* TASK GOAL *
Skip all lines in the entries below that come before the one containing "of the tree.". Repeat that line and the rest exactly.

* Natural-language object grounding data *
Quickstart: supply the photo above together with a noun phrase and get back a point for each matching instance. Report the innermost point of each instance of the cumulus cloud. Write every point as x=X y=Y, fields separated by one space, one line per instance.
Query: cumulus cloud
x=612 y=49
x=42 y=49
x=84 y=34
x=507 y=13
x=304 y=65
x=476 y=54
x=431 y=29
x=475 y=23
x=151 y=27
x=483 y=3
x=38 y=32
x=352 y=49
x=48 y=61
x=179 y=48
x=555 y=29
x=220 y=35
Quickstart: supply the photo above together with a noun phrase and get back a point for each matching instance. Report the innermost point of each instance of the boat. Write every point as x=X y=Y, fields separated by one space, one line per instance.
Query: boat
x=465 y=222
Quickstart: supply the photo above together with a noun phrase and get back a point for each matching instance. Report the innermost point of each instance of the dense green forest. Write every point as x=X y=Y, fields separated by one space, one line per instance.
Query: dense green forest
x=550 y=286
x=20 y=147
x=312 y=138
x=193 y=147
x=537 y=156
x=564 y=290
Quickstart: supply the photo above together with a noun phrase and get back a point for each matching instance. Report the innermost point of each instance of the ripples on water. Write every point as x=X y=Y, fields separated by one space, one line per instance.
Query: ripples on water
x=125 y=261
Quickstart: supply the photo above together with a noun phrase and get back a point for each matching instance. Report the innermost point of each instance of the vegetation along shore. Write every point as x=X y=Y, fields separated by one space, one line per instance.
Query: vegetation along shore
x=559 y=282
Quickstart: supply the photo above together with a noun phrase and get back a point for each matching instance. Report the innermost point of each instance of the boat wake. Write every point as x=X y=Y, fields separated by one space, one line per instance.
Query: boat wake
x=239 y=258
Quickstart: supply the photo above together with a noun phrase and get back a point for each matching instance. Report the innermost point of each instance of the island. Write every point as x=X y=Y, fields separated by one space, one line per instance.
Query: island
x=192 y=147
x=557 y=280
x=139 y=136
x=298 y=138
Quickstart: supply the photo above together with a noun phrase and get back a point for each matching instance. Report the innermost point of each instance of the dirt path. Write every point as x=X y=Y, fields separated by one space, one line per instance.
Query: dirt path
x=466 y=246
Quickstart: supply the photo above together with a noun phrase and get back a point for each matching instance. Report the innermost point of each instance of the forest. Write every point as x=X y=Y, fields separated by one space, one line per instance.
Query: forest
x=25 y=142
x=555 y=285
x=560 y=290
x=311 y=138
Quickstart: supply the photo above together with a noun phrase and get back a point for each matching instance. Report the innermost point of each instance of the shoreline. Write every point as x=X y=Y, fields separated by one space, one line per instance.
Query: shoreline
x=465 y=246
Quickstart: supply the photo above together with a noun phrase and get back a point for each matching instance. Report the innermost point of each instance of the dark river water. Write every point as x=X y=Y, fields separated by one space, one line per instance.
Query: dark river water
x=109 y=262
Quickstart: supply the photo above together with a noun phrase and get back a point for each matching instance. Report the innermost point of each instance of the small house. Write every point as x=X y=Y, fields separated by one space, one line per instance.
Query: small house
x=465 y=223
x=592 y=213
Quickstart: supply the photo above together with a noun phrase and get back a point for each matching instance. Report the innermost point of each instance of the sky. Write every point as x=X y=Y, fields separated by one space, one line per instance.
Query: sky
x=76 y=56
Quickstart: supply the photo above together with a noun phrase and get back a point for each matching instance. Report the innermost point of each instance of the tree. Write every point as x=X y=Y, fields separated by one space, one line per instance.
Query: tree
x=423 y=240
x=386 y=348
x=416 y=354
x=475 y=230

* RESPONSE *
Quickstart: supply the photo above together with a noun phrase and get back a point for each matching instance. Report the innermost point of each instance of the tree. Write every point as x=X y=Y, fields separated by one space, one line per instance.
Query: tree
x=423 y=240
x=386 y=348
x=416 y=354
x=475 y=230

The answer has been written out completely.